» Text extract

10 Feb 2019

Van Dyke Parks Sprinkles Magic

From New Horizons, 5:00 pm on 10 February 2019

William Dart listens to the last two songs in Lawrence Arabia's year-long Singles Club project. And because one of these has an arrangement by Van Dyke Parks, William is only too happy to wallow in some VDP gloriousness.

Van Dyke Parks

Van Dyke Parks Photo: screenshot ex https://youtu.be/4EulShACp5M

Sometimes, I indulge in the harmless amusement of constructing a personal dream band. A little like Playboy magazine used to do for its annual Jazz and Pop poll. A 1973 issue in front of me now has one such line-up caught in a Bill Utterback drawing with Mick Jagger and Carole King as top vocalists fronting a big band that has Miles Davis playing second trumpet to Doc Severinsen, Jethro Tull flautist Ian Anderson alongside New Orleans clarinetist Pete Fountain and  Lionel Hampton on vibes just behind bass man Paul McCartney.

For me, there’d always be a place in the band for Van Dyke Parks, a musician of class, wit, style and sass, whose music is the sonic proof that the road of excess can indeed lead to a Palace of Wisdom.

» Data listing
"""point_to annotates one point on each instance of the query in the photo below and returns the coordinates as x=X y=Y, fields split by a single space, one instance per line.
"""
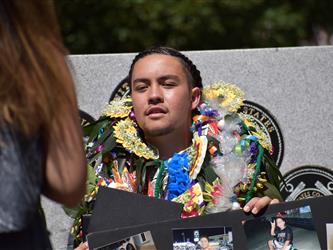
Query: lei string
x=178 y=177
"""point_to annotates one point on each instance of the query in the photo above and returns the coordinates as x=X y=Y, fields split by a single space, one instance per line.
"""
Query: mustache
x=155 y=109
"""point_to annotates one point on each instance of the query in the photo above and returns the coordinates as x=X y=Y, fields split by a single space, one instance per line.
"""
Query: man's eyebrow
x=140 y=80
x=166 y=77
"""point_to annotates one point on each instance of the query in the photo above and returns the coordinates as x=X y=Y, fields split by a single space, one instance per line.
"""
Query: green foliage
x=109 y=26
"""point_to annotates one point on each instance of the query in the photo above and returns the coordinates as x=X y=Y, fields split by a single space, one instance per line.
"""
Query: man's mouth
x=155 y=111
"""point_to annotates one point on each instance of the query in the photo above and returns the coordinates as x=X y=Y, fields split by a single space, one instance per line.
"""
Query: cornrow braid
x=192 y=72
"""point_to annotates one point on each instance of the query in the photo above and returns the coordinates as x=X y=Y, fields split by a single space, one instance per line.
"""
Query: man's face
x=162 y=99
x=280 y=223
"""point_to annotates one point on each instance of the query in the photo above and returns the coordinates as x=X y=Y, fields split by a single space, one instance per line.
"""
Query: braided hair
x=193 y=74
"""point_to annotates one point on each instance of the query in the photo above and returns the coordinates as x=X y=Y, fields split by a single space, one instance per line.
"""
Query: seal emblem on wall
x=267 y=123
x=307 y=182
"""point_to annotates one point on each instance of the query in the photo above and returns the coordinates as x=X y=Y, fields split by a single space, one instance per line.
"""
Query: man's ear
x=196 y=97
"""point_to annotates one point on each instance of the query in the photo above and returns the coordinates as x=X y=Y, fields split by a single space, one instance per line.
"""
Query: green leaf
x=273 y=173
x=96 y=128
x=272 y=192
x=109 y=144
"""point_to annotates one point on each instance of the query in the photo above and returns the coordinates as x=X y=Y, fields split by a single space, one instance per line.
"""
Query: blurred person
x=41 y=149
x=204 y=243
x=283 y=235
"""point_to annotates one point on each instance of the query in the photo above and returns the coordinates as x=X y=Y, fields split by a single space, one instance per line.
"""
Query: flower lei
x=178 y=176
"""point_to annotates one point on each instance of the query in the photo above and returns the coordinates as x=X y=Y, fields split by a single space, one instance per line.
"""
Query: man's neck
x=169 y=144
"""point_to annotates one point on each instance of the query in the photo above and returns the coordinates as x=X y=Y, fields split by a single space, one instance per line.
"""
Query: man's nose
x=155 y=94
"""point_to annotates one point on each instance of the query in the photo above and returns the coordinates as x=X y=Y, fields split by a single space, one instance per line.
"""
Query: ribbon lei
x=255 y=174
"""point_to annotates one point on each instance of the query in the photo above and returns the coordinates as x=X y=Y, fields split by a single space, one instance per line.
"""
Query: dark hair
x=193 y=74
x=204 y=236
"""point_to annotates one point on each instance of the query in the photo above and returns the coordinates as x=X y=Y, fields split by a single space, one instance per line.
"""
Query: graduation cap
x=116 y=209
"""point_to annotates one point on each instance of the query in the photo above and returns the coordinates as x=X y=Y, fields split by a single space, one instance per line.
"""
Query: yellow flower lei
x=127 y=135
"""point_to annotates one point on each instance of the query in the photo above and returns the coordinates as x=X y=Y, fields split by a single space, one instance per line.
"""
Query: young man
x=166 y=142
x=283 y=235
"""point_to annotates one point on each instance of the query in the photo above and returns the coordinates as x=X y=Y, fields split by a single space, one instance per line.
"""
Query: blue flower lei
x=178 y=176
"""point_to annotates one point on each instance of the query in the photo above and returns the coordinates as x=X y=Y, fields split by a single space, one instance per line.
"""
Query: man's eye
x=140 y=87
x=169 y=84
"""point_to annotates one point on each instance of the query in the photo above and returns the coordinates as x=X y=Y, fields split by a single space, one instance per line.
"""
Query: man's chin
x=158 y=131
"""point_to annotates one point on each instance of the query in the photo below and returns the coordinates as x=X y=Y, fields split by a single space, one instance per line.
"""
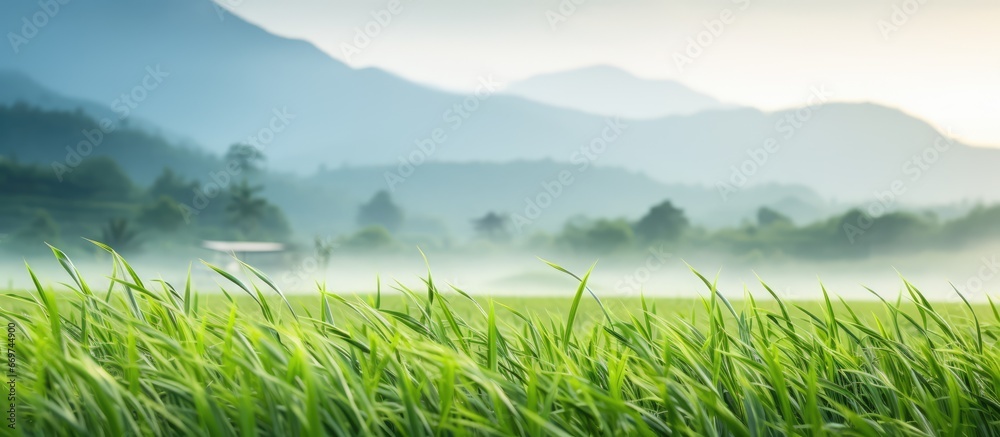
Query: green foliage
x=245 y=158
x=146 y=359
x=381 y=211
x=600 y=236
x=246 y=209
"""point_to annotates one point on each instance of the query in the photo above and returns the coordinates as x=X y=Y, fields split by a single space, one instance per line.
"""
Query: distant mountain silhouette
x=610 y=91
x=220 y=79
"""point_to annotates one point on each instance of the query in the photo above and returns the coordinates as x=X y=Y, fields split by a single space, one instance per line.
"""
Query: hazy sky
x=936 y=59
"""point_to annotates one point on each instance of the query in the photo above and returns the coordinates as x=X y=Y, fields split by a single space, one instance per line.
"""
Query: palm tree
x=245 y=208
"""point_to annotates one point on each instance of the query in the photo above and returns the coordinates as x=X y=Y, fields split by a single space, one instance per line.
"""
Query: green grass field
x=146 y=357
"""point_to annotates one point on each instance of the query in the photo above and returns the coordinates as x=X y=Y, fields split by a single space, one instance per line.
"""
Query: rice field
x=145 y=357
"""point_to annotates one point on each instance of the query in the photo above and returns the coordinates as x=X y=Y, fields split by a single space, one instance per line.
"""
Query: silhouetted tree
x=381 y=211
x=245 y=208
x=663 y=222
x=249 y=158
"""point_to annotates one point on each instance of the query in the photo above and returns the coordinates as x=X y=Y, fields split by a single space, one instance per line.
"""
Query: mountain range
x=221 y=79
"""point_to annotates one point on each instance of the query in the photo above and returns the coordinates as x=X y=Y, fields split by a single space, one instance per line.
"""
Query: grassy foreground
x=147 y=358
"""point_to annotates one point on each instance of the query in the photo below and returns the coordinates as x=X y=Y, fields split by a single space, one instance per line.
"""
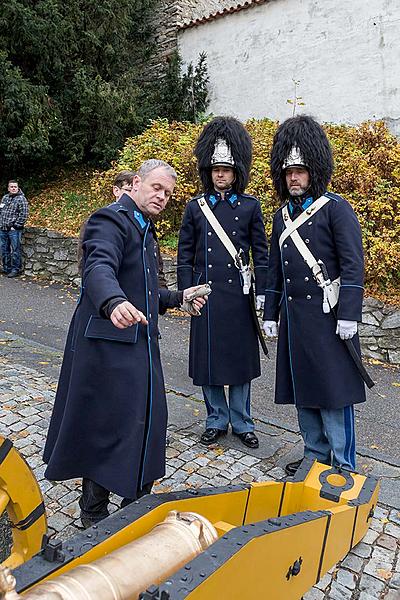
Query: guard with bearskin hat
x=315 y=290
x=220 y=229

--

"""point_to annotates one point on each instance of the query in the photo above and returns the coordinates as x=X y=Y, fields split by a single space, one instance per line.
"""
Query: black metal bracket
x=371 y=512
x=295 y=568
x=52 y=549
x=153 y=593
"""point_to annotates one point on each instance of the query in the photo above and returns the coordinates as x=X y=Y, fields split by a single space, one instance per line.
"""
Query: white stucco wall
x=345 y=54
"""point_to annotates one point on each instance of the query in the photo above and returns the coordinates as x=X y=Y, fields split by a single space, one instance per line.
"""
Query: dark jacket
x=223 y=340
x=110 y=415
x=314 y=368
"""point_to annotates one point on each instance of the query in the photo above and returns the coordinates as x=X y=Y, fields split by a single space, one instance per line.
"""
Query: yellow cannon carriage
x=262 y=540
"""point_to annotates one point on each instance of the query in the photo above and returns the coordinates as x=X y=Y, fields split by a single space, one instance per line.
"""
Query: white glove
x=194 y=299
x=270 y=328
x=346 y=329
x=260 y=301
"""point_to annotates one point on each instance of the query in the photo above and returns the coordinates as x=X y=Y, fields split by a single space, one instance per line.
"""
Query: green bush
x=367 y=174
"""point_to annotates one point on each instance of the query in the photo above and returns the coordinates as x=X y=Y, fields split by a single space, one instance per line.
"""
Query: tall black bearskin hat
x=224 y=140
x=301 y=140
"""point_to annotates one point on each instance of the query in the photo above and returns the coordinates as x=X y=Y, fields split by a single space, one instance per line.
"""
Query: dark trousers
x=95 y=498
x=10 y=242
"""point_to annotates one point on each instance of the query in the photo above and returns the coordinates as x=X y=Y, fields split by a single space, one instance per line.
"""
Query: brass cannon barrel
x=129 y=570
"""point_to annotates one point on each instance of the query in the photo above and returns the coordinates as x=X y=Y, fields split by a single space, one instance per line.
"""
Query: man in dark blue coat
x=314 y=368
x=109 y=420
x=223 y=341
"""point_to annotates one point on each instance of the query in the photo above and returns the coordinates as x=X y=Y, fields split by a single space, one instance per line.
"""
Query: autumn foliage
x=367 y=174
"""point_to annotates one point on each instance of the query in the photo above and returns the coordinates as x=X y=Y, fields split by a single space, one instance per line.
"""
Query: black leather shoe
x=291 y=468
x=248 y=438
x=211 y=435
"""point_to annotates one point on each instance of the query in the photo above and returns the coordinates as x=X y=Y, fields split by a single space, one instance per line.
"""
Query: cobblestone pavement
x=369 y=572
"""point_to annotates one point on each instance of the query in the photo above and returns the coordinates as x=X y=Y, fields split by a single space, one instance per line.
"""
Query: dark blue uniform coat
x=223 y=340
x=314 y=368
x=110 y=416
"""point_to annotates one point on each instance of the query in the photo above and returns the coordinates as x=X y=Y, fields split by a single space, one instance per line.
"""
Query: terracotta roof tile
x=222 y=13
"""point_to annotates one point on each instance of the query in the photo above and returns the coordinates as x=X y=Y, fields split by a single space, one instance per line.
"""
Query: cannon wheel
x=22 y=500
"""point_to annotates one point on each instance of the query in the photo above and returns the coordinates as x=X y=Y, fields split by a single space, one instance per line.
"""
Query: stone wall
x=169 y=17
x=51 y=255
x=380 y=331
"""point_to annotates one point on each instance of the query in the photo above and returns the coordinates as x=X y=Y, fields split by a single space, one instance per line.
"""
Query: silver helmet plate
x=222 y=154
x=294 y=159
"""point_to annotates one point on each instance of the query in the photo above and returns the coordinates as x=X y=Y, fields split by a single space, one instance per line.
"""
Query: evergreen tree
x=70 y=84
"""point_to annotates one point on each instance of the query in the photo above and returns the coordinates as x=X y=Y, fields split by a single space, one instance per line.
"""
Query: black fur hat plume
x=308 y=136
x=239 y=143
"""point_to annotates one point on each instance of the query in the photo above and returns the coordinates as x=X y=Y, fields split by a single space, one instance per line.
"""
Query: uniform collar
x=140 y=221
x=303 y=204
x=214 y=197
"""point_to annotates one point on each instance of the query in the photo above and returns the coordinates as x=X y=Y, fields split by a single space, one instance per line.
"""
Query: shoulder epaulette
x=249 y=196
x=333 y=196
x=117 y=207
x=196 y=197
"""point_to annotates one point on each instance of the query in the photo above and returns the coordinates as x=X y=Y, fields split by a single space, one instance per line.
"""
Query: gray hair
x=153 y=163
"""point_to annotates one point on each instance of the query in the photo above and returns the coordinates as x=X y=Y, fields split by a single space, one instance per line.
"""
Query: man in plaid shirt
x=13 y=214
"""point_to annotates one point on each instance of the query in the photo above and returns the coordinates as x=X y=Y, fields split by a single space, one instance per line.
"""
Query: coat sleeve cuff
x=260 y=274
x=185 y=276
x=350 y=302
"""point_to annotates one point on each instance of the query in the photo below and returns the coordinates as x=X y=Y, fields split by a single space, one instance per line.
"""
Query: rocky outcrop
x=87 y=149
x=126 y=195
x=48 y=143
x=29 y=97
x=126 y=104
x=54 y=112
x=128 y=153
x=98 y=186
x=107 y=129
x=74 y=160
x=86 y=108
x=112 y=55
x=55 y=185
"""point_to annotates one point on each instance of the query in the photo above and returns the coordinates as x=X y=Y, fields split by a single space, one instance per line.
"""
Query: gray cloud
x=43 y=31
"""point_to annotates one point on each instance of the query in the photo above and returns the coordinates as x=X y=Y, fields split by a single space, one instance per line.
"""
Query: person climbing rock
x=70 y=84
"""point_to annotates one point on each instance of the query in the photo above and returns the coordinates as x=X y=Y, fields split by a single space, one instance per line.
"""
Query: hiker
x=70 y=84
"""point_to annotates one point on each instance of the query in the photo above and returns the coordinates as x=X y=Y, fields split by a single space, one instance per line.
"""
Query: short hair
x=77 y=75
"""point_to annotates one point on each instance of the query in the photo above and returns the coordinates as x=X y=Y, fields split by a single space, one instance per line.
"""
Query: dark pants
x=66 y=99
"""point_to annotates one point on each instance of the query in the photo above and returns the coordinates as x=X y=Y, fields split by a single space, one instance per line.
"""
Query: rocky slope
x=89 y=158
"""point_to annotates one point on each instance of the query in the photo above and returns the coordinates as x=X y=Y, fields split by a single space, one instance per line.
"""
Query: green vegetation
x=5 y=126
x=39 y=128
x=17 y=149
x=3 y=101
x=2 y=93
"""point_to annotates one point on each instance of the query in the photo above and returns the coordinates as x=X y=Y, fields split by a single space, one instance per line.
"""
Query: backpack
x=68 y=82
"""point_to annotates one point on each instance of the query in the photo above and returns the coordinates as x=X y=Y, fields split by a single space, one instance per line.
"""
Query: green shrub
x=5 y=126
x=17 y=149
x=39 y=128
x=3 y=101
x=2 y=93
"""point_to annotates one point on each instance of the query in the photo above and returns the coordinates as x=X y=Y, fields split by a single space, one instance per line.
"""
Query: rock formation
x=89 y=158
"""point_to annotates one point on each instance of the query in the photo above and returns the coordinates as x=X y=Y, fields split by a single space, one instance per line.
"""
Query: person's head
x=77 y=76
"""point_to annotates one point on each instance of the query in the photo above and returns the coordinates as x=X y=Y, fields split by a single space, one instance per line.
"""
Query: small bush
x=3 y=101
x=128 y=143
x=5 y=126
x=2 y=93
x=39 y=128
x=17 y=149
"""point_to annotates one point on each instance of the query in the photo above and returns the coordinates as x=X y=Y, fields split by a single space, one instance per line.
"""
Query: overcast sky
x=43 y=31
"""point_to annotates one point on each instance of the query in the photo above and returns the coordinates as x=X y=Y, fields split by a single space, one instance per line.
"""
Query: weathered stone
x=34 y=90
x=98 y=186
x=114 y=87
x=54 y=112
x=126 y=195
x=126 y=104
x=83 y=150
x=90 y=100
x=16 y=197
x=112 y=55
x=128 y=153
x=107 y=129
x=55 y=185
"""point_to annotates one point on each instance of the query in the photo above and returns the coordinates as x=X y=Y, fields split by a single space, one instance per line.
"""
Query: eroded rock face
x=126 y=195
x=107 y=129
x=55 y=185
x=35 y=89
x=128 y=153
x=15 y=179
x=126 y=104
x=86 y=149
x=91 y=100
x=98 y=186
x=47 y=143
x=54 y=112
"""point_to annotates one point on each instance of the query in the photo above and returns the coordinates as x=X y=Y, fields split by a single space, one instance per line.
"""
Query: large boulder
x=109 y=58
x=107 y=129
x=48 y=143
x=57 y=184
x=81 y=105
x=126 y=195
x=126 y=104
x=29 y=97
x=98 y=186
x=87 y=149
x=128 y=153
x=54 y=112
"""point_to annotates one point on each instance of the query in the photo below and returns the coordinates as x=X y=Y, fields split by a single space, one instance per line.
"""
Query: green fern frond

» Written exercise 1
According to the article on Van Dyke Parks, who made the drawing of the 1973 Playboy line-up?
» Written exercise 2
Translate this sentence from the article on Van Dyke Parks into French: "Sometimes, I indulge in the harmless amusement of constructing a personal dream band."
» Written exercise 3
Resume the article on Van Dyke Parks, carrying on after its final sentence.

» Response 1
Bill Utterback.

» Response 2
Parfois, je m'accorde l'amusement inoffensif de composer mon propre groupe de rêve.

» Response 3
I remember my absolute startlement 52 years ago, at how this man, in just over a minute, managed to concoct such as dazzling kaleidoscope as this to evoke the hip, and hippie, Laurel Canyon Boulevard.

Even putting aside Van Dyke Parks’ own albums, which go back to this 1967 magnum opus titled Song Cycle, his colouring in of other men’s and women’s music, is a study in itself.

Musicians from the Everly Brothers to The Chills can thank Parks for having their songs transported in one of his idiosyncratic musical carriages.

Choosing just one sample I’d probably go for Harry Nilsson’s soundtrack to Robert Altman’s 1980 Popeye movie, and Parks’ quirky, lurching surround for Shelley Duvall as she contemplates her spinach-dependent hero.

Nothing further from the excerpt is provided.